*** TEXT SHOWN ***

Funded Research with International Components
Many large Applied Research Program (ARP) funded research centers and
cooperative agreements involve international collaborations.
Improving Thyroid Doses from Fallout Exposure in Kazakhstan
The US National Cancer Institute (NCI), through the Radiation Epidemiology Branch (REB), Division of Cancer Epidemiology and Genetics, is
involved in a study of radiation exposure and thyroid disease among individuals in
Kazakhstan exposed during childhood to radioactive fallout from nuclear tests conducted by
the Soviet Union at the Semipalatinsk Nuclear Test Site (SNTS) between 1949 and 1962. High
thyroid doses to this population present a unique opportunity to improve estimates of
radiation dose as a risk factor for thyroid disease in a single population. REB initiated
a field study to acquire new data to improve estimates of internal and external radiation
dose and thereby refine dose-response estimates. ARP staff and DCEG collaborators
conducted a pilot study in March 2007 to ascertain the feasibility of recall of specific
distant past events by elders in the communities. Results from this pilot will inform
further study of this topic.
Cancer Incidence and Mortality in Blood Donors and Recipients Study
Between 2002 and 2006, a medical record-linkage study was conducted in Sweden and Denmark to
assess cancer incidence and mortality in blood donors and recipients. ARP staff developed
and monitored the Cancer Incidence and Mortality in Blood Donors and Recipients: A
Population-Based Record Linkage Study in response to a US Public Health Service
subcommittee request for data about risk of transmission of circulating cancer cells from
donors to recipients. ARP awarded a contract to conduct this study to the Karolinska Institute in Sweden and
included a subcontract to the Statens Serum
Institute in Denmark.

*** End of TEXT SHOWN ***
*** ENTRIES SHOWN ***

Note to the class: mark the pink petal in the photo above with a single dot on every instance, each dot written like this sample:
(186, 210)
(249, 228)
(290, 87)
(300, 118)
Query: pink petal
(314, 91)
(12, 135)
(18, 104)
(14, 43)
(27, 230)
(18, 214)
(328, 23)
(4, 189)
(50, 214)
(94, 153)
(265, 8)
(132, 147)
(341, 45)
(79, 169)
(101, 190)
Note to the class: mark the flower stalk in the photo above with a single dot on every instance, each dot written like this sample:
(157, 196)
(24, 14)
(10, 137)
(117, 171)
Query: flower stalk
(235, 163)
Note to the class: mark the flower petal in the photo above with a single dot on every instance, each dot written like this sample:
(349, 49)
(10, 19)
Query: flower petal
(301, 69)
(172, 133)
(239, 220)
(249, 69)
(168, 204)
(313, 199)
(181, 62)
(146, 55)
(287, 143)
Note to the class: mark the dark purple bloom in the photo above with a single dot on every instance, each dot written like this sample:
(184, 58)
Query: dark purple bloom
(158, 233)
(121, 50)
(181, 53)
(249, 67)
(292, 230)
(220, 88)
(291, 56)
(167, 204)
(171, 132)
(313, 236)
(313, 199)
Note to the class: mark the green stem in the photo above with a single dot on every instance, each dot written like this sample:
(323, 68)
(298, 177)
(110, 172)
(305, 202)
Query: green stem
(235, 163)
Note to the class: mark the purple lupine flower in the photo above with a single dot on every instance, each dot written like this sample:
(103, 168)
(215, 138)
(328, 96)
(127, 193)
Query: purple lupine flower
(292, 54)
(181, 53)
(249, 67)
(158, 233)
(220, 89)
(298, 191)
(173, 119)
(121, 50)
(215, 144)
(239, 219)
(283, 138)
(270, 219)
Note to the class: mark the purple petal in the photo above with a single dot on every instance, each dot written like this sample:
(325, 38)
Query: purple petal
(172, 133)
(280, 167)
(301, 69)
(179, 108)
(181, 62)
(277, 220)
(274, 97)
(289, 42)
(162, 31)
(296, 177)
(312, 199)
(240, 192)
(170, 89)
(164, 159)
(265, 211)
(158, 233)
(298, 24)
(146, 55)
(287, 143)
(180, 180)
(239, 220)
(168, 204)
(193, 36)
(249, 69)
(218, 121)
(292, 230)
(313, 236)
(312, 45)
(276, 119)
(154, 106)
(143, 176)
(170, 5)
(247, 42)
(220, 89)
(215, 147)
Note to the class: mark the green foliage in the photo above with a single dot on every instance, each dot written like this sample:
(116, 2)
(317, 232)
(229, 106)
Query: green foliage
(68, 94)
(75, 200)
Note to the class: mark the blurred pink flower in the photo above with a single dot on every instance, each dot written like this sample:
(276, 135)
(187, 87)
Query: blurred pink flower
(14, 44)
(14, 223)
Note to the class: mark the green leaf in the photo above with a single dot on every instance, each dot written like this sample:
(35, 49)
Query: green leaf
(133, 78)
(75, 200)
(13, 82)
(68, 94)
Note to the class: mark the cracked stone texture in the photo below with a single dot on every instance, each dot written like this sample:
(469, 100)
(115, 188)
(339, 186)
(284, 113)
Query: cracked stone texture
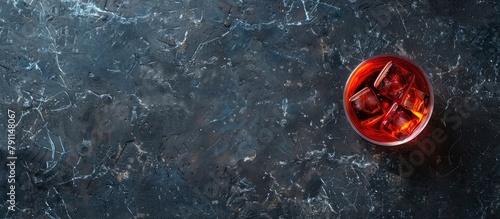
(233, 109)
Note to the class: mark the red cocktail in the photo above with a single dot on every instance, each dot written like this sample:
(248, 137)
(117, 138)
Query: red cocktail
(388, 100)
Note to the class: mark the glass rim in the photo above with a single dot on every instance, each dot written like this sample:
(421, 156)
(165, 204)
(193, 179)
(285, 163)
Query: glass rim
(422, 124)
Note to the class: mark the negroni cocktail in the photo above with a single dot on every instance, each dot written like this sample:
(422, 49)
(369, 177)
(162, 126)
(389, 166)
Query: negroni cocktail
(388, 100)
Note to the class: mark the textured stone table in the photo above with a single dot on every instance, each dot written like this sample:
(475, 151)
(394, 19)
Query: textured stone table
(227, 108)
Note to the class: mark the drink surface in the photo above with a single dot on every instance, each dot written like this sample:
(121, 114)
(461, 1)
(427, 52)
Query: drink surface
(388, 100)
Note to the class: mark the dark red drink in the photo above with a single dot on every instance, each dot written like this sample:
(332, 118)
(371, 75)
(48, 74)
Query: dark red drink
(388, 100)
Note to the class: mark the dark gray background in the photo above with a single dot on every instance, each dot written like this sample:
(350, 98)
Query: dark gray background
(226, 108)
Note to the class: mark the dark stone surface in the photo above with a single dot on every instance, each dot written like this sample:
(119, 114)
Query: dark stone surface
(233, 109)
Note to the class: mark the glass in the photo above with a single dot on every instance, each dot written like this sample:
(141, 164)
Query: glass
(388, 100)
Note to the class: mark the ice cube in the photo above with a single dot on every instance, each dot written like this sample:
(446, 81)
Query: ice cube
(416, 101)
(399, 122)
(394, 81)
(367, 106)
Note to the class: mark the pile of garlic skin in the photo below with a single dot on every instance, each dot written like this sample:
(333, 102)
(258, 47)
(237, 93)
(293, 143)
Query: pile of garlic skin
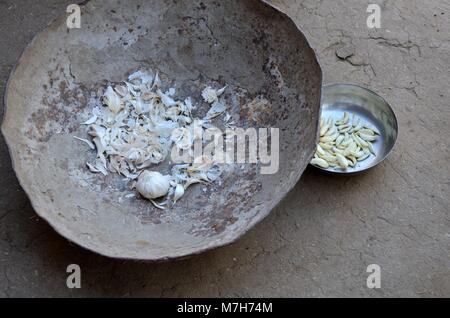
(134, 127)
(343, 143)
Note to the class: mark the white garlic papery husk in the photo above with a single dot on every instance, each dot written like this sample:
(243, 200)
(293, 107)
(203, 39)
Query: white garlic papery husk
(112, 100)
(153, 185)
(211, 95)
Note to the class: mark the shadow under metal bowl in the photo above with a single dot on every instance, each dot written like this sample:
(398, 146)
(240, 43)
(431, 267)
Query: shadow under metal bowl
(373, 111)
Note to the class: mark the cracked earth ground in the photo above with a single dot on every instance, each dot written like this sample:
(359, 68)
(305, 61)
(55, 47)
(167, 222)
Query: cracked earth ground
(321, 238)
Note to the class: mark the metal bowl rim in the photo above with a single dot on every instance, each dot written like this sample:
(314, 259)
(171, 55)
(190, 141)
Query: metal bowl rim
(325, 86)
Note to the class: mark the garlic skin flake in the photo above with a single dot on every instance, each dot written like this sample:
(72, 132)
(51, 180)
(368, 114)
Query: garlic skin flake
(112, 100)
(152, 185)
(211, 95)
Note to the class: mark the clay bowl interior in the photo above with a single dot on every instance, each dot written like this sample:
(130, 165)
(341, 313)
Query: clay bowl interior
(246, 44)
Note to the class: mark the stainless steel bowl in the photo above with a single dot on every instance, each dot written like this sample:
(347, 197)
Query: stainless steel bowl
(372, 109)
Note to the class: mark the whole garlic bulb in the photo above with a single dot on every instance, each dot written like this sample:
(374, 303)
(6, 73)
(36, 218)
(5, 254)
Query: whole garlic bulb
(179, 192)
(152, 185)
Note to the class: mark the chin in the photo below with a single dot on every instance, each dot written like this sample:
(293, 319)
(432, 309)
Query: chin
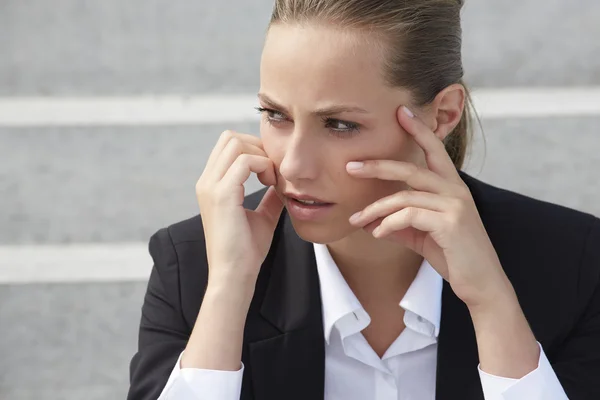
(321, 233)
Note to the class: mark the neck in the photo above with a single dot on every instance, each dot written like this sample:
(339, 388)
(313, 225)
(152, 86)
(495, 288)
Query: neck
(377, 270)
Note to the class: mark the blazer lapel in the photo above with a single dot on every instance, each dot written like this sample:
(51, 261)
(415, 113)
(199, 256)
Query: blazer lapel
(291, 364)
(458, 357)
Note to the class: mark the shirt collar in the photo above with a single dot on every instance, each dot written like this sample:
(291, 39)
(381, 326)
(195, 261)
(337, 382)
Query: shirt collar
(421, 301)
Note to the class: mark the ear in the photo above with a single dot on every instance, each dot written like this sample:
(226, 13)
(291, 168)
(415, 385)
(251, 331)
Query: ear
(448, 107)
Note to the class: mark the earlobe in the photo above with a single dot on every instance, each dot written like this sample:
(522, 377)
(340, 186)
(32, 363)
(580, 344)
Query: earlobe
(449, 105)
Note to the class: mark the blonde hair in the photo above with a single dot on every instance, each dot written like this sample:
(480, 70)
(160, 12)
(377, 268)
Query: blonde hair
(421, 39)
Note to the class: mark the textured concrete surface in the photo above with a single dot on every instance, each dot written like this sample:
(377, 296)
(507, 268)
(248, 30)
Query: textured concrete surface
(158, 46)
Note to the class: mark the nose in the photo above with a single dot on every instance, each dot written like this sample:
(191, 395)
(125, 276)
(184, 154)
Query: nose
(301, 158)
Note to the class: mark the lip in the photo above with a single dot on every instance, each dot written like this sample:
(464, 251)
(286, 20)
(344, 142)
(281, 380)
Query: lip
(307, 212)
(305, 197)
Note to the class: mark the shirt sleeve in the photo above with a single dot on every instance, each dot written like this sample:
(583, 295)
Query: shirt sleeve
(540, 384)
(202, 384)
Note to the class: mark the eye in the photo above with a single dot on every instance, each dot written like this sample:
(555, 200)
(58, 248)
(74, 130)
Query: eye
(340, 128)
(272, 116)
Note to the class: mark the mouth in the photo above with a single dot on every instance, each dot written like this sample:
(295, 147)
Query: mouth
(307, 208)
(306, 200)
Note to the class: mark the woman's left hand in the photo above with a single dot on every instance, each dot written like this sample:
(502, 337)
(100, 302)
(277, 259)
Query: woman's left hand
(437, 218)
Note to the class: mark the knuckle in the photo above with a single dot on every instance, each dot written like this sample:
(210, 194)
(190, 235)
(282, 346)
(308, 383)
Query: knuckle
(228, 134)
(411, 213)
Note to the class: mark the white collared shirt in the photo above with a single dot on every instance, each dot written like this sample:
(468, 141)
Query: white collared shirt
(353, 371)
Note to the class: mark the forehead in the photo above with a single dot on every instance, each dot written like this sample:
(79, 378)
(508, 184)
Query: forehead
(317, 61)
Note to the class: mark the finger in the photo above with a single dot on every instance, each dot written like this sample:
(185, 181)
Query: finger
(270, 206)
(396, 202)
(234, 148)
(244, 165)
(436, 155)
(418, 218)
(417, 178)
(224, 138)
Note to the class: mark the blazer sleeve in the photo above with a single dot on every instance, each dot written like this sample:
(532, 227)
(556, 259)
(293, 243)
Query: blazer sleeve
(577, 361)
(163, 332)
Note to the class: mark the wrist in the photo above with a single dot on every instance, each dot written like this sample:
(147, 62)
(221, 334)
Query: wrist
(230, 293)
(501, 302)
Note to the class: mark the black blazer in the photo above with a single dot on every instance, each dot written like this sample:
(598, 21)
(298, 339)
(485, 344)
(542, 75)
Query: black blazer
(550, 253)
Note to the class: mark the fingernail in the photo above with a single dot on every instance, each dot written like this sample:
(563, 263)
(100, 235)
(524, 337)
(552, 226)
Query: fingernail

*** End of ENTRIES SHOWN ***

## ABOUT THIS EXERCISE
Extract the stretch from "Funded Research with" through "involve international collaborations." in the research summary above.

## ANSWER BOX
Funded Research with International Components
Many large Applied Research Program (ARP) funded research centers and
cooperative agreements involve international collaborations.